=== Passage ===

Google DeepMind just unveiled Genie 3, offering evidence that AI-generated “world models,” which differ from large language models in their ability to truly understand 3D environments, have graduated from proof-of-concept demos to something approaching an interactive platform.
The system can spin up a playable 3D environment from nothing more than a text prompt and keep it running in real time at 24 fps, 720p for several minutes while maintaining spatial consistency. Public demos ranged from volcanic rover expeditions to Victorian streets with portal jump-cuts, all rendered on the fly.
Why does that matter? World models compress the physics and semantics of a scene into latent representations that an AI (or a human tester) can rewind, branch and perturb at will. That makes them attractive as a data amplifier for robotics, autonomous-driving edge cases, safety testing and even scientific “digital twins.” (And for creating video-game worlds in real-time.) Until now, though, the field has wrestled with short clips and brittle memory. Genie 3 pushes the interaction horizon beyond the approximately one-minute duration of Genie 2 and introduces “promptable world events.” That capability lets a user reshuffle weather or drop new objects mid-session via text. DeepMind attributes the jump to an autoregressive pipeline that rereads the entire action trajectory every frame, so the model can cope when a user backtracks through the scene.
The advance is real, but so are the caveats. Google openly lists a constrained action set, rudimentary multi-agent physics and a session length still measured in “a few minutes.” Accordingly, Genie 3 ships only as a limited research preview for select academics and creators while safety questions are studied.
A suddenly crowded field of video and world models
The strategic value of credible simulators is not lost on rivals:
NVIDIA Cosmos World Foundation Models debuted at CES 2025. Split into Nano, Super and Ultra tiers, Cosmos emphasizes physics-aware video generation and synthetic-sensor data, ships under a permissive commercial license and offers models ranging from 4B to 14B parameters, as TechCrunch has noted.
Meta’s V-JEPA 2 takes a different tack: it pre-trains on over 1 million hours of internet video and fine-tunes on less than 62 hours of robot trajectories to achieve state-of-the-art action anticipation and zero-shot robotic planning, as an arXiv preprint notes. The message is that vast passive video plus a sprinkling of interaction can yield a viable world model.
Startup Decart is commercializing its world model directly as a game called Oasis, trained on Minecraft footage and already claiming “millions of users” (reaching its first million users in just over three days). The company just raised $32M Series A and claims transformer-diffusion hybrids give it a cost edge on consumer hardware, as SiliconANGLE noted.

=== Information supplied ===

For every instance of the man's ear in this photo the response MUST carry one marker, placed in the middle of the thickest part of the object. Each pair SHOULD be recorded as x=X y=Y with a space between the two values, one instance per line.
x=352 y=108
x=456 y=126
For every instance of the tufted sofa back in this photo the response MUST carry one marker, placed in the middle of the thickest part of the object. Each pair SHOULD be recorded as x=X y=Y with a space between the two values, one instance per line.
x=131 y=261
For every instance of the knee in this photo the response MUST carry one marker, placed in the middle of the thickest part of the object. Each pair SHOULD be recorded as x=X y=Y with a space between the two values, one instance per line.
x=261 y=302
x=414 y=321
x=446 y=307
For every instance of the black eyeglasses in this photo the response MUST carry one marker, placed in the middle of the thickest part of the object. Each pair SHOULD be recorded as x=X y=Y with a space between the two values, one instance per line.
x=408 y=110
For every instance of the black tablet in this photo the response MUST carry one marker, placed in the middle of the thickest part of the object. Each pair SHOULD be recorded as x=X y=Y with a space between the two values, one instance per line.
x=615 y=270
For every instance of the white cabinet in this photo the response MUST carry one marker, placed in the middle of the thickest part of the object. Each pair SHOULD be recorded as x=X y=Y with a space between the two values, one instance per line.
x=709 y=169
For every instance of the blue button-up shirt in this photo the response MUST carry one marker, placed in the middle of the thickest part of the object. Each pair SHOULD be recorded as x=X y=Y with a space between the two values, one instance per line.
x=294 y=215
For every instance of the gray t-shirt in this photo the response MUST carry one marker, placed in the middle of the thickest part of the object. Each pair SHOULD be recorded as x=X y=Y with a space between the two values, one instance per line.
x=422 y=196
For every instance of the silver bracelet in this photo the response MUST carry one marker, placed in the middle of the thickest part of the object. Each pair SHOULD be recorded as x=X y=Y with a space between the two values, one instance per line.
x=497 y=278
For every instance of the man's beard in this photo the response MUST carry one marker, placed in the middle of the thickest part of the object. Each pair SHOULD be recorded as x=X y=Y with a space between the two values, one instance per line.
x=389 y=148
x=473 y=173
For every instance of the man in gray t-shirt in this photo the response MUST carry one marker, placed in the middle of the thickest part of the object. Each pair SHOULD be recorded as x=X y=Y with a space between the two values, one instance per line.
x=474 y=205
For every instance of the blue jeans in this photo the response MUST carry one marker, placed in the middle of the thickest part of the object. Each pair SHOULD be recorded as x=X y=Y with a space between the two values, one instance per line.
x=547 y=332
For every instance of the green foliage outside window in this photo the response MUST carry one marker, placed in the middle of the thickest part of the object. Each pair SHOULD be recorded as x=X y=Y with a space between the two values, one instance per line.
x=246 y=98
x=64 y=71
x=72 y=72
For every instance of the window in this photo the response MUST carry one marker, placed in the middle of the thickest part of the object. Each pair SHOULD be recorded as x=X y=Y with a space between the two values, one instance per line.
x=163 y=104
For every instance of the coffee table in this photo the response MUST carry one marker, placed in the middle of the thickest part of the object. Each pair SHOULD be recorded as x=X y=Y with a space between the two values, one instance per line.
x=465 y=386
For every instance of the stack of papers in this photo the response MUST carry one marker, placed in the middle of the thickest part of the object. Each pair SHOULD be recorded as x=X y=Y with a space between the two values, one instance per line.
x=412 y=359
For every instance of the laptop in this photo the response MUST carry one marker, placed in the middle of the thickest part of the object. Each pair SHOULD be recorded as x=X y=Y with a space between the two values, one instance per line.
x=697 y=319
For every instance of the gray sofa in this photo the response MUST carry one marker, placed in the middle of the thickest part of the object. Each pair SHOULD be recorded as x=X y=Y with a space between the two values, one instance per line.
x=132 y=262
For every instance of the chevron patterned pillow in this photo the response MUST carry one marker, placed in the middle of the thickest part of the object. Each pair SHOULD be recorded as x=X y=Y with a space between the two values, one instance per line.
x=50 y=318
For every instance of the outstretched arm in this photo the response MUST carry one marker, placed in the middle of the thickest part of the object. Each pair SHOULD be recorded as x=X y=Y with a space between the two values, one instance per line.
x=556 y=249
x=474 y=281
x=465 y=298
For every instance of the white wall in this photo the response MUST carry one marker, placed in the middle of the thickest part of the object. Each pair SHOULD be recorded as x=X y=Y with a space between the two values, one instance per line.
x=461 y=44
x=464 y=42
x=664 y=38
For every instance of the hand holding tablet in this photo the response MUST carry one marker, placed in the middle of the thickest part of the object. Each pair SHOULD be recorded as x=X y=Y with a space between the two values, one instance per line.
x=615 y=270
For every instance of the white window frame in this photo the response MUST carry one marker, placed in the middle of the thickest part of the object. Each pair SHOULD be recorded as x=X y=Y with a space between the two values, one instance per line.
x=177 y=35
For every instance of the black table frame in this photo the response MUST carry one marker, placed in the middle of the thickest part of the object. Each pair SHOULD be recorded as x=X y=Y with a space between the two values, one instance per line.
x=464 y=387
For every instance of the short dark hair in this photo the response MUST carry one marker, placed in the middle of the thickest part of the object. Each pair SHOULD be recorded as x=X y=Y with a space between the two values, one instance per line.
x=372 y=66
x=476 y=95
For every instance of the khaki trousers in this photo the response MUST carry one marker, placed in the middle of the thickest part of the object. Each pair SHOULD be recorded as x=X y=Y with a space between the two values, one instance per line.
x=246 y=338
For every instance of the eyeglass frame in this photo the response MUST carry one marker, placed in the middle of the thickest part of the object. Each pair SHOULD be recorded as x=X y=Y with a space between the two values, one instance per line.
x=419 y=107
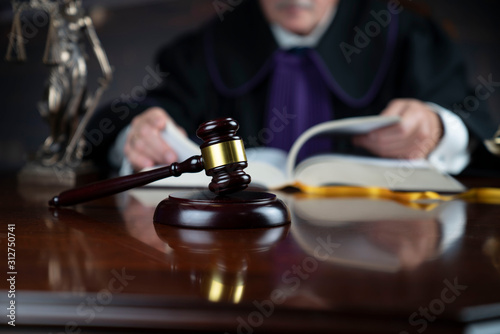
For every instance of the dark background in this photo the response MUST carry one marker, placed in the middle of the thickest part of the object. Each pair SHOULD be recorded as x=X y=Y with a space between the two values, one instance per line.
x=131 y=31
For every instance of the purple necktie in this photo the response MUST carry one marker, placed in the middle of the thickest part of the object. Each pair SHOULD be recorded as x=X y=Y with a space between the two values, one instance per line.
x=298 y=100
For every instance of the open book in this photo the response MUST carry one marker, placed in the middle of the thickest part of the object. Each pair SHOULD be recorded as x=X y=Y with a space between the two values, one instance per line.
x=272 y=168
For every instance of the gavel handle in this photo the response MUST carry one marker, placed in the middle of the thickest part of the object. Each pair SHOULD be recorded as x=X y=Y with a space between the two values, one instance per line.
x=113 y=186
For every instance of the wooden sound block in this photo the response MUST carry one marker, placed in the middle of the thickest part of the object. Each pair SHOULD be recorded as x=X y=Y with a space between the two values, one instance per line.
x=206 y=210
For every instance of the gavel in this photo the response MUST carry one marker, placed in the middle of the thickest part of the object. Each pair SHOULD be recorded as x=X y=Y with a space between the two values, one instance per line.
x=222 y=157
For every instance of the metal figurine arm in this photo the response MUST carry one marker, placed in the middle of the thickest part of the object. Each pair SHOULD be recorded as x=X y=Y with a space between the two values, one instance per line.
x=16 y=39
x=98 y=51
x=103 y=84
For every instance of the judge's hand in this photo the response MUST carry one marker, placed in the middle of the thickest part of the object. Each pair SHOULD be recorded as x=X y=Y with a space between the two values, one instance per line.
x=145 y=146
x=414 y=137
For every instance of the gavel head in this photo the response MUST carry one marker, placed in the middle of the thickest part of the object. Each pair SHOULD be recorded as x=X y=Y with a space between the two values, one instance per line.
x=223 y=156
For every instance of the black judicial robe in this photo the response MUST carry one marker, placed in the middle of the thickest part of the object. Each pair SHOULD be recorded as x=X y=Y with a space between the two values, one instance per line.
x=222 y=70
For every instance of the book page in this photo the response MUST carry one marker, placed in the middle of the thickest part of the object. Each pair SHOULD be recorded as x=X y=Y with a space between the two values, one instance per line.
x=347 y=126
x=393 y=174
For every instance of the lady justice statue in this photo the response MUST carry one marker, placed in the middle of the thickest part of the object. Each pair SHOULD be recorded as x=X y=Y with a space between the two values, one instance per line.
x=66 y=105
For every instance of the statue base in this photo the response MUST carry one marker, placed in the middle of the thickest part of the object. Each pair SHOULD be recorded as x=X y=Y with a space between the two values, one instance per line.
x=35 y=173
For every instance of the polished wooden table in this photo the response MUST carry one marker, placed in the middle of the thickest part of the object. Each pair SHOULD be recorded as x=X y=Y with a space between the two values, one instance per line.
x=344 y=265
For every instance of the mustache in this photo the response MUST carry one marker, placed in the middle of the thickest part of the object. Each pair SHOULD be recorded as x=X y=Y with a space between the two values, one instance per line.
x=305 y=4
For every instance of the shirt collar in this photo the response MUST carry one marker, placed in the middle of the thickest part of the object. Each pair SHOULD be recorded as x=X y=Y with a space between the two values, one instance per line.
x=287 y=40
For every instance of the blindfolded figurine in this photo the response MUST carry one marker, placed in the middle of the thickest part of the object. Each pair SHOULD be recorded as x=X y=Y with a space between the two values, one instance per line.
x=65 y=97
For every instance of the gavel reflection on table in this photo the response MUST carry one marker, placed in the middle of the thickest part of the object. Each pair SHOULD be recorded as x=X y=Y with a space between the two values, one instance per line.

===

| Questions on the material |
A - In the Genie 3 article, at what frame rate and resolution does the system keep a generated environment running?
B - Pick up the Genie 3 article after its final sentence and continue it.
Nothing here depends on the records.

| Exercise answers |
A - 24 fps at 720p.

B -
Beyond Genie 3, the video-generation field includes OpenAI’s Sora (consumer access currently tops out at 1080p and roughly 20-second clips), Google DeepMind’s Veo 3 (4K output, stronger physics, and native audio, available through Gemini), U.S. tools like Runway Gen-3 Alpha and Luma Dream Machine (widely used creator tools, with Dream Machine commonly producing approximately 10-second, up-to-1080p clips), plus fast-moving Chinese systems such as Kuaishou’s Kling (v2.1 adds 720p/1080p modes and multi-image reference for identity consistency), MiniMax’s Hailuo-02 (native 1080p) and Alibaba’s Wan 2.1 (announced for open-source release; a recent VBench leader). These systems emphasize cinematic fidelity and prompt adherence but remain non-interactive generators—unlike Genie 3’s agent-playable worlds.
DeepMind optimizes for low-latency interaction, NVIDIA for high-fidelity physics and sensor realism, Meta for scalable action understanding, and startups for user-generated content loops. Expect intense debate this year over evaluation: synthetic scenes must be judged not just by FVD or SSIM but by how faithfully an agent trained inside them transfers to the real world.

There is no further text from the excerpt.